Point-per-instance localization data

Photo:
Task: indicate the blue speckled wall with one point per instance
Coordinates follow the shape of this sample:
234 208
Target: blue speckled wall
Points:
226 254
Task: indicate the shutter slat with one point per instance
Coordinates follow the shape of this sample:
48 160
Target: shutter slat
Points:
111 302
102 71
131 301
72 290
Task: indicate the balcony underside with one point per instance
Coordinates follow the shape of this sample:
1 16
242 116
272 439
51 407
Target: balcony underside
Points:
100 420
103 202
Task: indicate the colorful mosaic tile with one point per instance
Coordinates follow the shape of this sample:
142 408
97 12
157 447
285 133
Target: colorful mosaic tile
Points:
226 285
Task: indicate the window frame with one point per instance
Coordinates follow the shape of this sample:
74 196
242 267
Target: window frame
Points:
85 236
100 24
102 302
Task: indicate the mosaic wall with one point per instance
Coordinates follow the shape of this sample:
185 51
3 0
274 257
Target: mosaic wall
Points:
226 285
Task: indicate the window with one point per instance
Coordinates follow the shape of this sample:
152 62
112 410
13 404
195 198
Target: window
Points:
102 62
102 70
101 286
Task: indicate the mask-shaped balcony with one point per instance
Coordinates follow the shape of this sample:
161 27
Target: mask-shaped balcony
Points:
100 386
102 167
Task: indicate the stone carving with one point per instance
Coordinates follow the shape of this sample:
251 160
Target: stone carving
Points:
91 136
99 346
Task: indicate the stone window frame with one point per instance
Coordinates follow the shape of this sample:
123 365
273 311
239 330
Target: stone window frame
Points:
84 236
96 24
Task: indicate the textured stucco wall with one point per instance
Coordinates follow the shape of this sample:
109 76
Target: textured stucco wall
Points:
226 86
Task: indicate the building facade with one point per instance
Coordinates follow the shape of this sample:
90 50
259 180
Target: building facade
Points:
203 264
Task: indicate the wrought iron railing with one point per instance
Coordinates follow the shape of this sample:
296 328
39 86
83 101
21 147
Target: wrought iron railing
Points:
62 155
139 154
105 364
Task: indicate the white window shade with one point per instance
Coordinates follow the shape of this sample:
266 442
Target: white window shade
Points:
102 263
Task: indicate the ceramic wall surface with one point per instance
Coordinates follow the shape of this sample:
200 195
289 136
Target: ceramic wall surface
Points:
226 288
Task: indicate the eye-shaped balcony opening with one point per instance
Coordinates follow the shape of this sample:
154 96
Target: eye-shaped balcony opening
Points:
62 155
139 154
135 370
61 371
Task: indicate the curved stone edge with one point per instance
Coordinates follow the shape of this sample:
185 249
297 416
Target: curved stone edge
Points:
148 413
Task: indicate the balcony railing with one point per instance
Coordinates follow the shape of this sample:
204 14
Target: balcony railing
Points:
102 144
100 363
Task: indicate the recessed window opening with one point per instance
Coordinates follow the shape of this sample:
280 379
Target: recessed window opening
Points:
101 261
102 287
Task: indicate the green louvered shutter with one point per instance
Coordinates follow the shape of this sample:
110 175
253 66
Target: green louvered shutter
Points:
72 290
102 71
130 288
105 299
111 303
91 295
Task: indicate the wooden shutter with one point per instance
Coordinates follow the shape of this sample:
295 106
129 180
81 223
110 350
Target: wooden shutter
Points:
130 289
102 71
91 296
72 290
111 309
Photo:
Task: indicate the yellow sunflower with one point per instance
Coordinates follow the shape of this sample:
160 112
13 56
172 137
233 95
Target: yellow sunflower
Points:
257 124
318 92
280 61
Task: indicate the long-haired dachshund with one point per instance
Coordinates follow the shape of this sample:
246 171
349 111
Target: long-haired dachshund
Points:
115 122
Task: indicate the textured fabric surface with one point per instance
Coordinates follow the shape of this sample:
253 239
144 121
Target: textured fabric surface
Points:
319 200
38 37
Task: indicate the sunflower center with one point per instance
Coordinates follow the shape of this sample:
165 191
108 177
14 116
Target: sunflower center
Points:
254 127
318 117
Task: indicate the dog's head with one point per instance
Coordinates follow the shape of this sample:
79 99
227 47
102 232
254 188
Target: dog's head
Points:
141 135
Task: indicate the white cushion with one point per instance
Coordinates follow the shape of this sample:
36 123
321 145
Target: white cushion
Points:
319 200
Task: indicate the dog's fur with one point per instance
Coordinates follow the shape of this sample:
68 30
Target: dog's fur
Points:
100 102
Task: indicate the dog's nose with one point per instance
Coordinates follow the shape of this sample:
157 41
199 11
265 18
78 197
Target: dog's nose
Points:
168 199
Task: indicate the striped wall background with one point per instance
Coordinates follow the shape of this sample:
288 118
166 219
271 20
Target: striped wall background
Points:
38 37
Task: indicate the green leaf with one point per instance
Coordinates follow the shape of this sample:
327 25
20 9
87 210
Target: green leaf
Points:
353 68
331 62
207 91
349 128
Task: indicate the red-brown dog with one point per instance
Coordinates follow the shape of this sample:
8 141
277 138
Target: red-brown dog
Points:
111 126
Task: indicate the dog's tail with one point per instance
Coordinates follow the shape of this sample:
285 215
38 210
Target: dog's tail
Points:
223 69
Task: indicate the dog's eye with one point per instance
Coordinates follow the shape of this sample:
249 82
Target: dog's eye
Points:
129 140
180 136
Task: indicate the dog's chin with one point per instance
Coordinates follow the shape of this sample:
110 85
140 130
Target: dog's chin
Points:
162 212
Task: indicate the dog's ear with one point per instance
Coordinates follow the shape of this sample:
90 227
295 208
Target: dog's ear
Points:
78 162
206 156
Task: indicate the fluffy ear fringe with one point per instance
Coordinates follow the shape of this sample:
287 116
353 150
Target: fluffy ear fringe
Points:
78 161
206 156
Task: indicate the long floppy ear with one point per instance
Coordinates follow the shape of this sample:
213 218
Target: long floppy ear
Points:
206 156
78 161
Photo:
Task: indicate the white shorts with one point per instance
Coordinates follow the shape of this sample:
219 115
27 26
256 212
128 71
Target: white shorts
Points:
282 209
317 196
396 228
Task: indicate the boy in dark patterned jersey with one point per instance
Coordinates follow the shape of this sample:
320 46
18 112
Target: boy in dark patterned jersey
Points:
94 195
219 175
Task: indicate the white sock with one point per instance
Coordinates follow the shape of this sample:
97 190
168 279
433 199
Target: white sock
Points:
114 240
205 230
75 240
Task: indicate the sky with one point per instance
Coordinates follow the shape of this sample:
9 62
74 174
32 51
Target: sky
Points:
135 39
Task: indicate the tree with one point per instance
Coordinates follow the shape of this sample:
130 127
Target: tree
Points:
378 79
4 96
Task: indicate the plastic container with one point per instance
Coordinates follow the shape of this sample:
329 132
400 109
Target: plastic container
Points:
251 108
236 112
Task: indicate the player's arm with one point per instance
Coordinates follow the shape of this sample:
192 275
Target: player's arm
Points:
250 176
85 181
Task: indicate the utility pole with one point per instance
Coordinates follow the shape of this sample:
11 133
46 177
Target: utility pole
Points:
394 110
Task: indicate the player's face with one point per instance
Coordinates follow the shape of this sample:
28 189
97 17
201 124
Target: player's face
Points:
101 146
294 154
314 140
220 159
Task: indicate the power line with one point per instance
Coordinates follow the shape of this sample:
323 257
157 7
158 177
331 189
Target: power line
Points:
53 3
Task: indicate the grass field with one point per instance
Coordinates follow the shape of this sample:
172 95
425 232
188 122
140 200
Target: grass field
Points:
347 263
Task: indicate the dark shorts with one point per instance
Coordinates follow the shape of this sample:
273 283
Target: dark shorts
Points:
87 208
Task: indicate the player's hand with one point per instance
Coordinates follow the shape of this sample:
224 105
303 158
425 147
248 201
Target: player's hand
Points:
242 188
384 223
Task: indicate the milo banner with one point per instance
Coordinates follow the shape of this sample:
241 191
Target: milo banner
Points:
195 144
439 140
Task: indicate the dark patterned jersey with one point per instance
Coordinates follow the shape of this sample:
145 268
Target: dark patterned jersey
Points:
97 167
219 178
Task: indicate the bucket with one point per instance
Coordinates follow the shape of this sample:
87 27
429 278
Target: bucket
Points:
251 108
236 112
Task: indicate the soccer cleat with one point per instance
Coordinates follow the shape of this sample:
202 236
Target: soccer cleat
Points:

[WHAT IS NEEDED]
An answer is complete only when it holds every line above containing the string "pole".

[WRITTEN RESPONSE]
Task: indicate the utility pole with one point per instance
Target: utility pole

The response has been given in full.